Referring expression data
* * * * *
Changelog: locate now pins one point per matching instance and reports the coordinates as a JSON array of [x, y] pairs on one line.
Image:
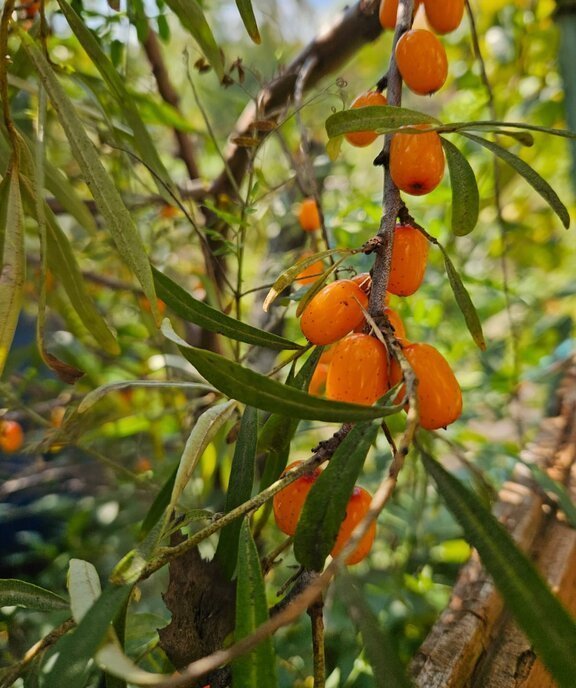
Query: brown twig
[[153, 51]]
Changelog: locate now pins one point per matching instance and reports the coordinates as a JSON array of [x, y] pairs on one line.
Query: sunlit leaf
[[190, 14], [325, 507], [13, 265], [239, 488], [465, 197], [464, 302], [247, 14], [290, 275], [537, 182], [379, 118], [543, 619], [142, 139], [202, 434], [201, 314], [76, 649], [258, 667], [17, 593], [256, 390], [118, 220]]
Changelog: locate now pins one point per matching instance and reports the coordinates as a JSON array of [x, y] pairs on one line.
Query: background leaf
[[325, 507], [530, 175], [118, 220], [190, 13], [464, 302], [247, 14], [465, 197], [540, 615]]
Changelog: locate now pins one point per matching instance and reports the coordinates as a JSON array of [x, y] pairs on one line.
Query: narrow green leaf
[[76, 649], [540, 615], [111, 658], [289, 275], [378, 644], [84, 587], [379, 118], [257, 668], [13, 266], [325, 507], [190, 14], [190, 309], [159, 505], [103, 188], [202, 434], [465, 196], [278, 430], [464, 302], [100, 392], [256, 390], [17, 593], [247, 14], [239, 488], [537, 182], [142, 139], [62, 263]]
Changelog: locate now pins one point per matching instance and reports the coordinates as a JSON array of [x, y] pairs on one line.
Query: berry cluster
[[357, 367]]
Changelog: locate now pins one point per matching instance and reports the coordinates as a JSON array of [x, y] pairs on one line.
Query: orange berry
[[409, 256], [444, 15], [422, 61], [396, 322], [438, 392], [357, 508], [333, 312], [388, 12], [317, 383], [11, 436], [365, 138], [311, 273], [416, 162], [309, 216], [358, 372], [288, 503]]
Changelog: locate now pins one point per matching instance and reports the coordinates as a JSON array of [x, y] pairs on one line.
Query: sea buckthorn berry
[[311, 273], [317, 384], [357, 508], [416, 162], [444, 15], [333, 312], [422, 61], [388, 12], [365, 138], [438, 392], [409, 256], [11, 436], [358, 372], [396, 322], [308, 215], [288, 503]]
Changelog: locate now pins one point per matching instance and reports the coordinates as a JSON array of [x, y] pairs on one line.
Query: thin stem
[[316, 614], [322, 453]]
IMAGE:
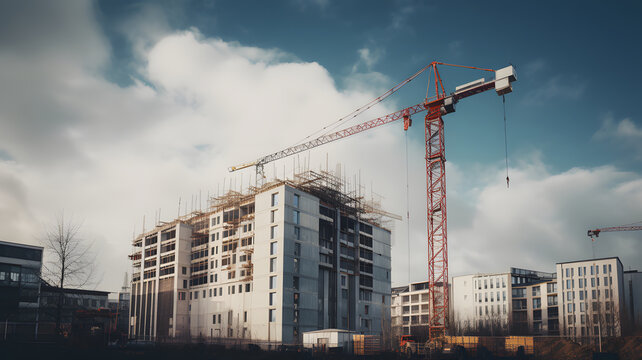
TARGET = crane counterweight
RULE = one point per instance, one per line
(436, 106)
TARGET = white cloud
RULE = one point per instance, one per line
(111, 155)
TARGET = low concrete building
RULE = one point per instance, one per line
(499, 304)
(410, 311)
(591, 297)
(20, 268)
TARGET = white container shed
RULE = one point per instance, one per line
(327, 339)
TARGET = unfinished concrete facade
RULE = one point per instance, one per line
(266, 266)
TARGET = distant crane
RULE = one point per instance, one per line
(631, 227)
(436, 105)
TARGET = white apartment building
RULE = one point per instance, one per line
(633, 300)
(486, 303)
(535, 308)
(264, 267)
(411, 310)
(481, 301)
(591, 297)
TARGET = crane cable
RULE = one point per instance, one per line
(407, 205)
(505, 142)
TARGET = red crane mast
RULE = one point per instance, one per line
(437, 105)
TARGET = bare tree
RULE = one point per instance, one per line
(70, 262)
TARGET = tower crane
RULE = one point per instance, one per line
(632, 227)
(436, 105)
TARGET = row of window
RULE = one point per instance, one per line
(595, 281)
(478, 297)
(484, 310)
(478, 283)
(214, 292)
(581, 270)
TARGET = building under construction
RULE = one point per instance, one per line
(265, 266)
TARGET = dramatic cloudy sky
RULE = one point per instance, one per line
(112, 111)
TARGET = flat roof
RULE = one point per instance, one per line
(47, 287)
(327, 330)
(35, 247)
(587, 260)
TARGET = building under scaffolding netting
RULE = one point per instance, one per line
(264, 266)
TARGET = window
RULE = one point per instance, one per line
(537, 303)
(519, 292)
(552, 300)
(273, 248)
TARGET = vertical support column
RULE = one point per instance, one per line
* * * * *
- **REQUIREMENT**
What is needed here is each line above set down word for word, minus the images.

- **RESULT OF THE EXERCISE**
Changelog: locate now pins one point per matching instance and reports the coordinates as a JSON array of [x, y] pairs on one line.
Image:
Query: brown twig
[[153, 51]]
Changelog: locate now pins one point per matching instance and reports the coordinates as a JSON array of [x, y] pairs on one line.
Query: sunlit leaf
[[190, 14], [325, 507], [13, 265], [239, 488], [465, 197], [464, 302], [247, 14], [290, 275], [537, 182], [379, 118], [543, 619], [142, 139], [202, 434], [201, 314], [76, 649], [258, 667], [17, 593], [256, 390], [118, 220]]
Changelog: locate now pins one point per matching instance and reports the coordinates as a JSON array of [x, y] pairs on one line.
Query: background leaf
[[325, 507], [530, 175], [118, 220], [190, 13], [464, 302], [247, 14], [465, 197], [540, 615]]
Changelog: locate now pins one point per matching instance and reports the coordinates as a JSON array of [x, y] pairs on one line.
Query: narrow green leaf
[[76, 649], [540, 615], [111, 658], [289, 275], [378, 644], [84, 587], [379, 118], [257, 668], [13, 266], [325, 507], [190, 14], [190, 309], [159, 505], [103, 188], [202, 434], [465, 196], [278, 430], [464, 302], [100, 392], [256, 390], [17, 593], [247, 14], [239, 488], [537, 182], [142, 139], [62, 263]]
Changelog: locate now pins one point per matching instance and reports the coordinates as a JSON array of [x, y] pairs on one line.
Query: berry cluster
[[357, 367]]
Changelog: locate now pins one point per matching instance and reports the coordinates as a JSON array of [x, y] pairs on one line.
Query: orange berry
[[409, 256], [444, 15], [422, 61], [396, 322], [438, 392], [357, 508], [333, 312], [388, 12], [317, 383], [11, 436], [365, 138], [311, 273], [416, 162], [309, 216], [358, 372], [288, 503]]
Changelog: locate now pins one point per matching instance and reports the coordinates as a JSON array of [x, y] pairs on one line.
Query: sea buckthorn berry
[[311, 273], [317, 384], [357, 508], [416, 162], [444, 15], [333, 312], [422, 61], [388, 12], [365, 138], [438, 392], [409, 256], [11, 436], [358, 372], [396, 322], [308, 215], [288, 503]]
Changelog: locate now pins one point per matching instance and reports the coordinates as a JSON array of [x, y] pairs on one line.
Query: thin stem
[[316, 614], [322, 453]]
IMAGE:
TARGET = crane counterweight
RULE = one point per instance, one per line
(436, 106)
TARGET = white cloud
RULE = one point per instance, one per line
(111, 155)
TARGET = low concrete building
RULE = one point per instance, one per line
(499, 304)
(410, 311)
(591, 297)
(20, 268)
TARGET = white container shed
RULE = one point per instance, one per line
(327, 339)
TARGET = unfinished concrete facade
RULE = one point per instance, one per line
(266, 266)
TARGET = distant crane
RULE = one point per instance, one per line
(631, 227)
(436, 105)
TARGET = white apartment building
RULE = one point per instance, one per line
(633, 300)
(486, 303)
(535, 308)
(264, 267)
(411, 310)
(481, 301)
(591, 297)
TARGET = crane cable
RULE = one point per instance, one per line
(407, 205)
(505, 142)
TARGET = red crane mast
RULE = one point per instance, one per line
(437, 105)
TARGET = bare tree
RULE = one point per instance, one per line
(70, 262)
TARGET = tower crane
RULE = one point per instance, one per line
(632, 227)
(436, 105)
TARGET = row of window
RULE = one point per instance, one per line
(595, 281)
(478, 297)
(484, 310)
(478, 283)
(214, 292)
(581, 270)
TARGET = building under construction
RULE = one point per instance, one per line
(265, 266)
TARGET = dramatic cloudy sky
RULE = one point per instance, one per line
(112, 111)
TARGET = flat roof
RULE = one point per instance, one per line
(47, 287)
(327, 330)
(35, 247)
(587, 260)
TARGET = building under scaffolding netting
RULE = one point per instance, one per line
(264, 266)
TARGET = window
RULE = one point per instance, one per line
(537, 303)
(519, 292)
(552, 300)
(273, 248)
TARGET = vertical support column
RULE = one point per instance, one per line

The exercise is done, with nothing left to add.